STATED TASK:
Switch "keypoint" to "marker" in the listing lines, covering everything from the line with "of the bulldozer" down to the line with "of the white". Write those lines out again with nothing else changed.
======== PROVIDED MATERIAL ========
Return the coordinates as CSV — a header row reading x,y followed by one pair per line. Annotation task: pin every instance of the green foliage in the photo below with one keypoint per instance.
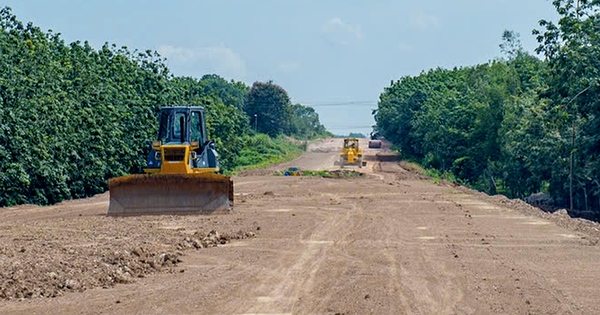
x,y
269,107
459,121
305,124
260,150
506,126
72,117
========
======== PROVIDED MATERIAL ========
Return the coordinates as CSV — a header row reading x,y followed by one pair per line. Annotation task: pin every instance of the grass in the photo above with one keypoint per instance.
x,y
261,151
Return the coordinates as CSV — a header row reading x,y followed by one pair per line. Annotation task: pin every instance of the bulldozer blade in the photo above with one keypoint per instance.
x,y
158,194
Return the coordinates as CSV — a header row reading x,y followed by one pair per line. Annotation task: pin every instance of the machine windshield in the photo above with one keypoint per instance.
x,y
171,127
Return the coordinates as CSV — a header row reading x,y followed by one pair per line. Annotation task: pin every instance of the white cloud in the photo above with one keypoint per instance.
========
WRITTEN RESPONSE:
Return the coordinates as CSV — a header row reading x,y followed by one pair per line. Annotation task: pin every instance of the bulldozer blade in the photo above with one marker per instance.
x,y
158,194
Return the coordinates as CSV — a header row reading x,y followed by one pair per line. Annotation task: pin every instance of the machine windshield in the photo above with one marker per instance.
x,y
171,127
Return the coordinates as CSV — a header row reading x,y followed by one pair per line. Annotation task: pin every instance of the white cloud in the photo above with one marker per instance.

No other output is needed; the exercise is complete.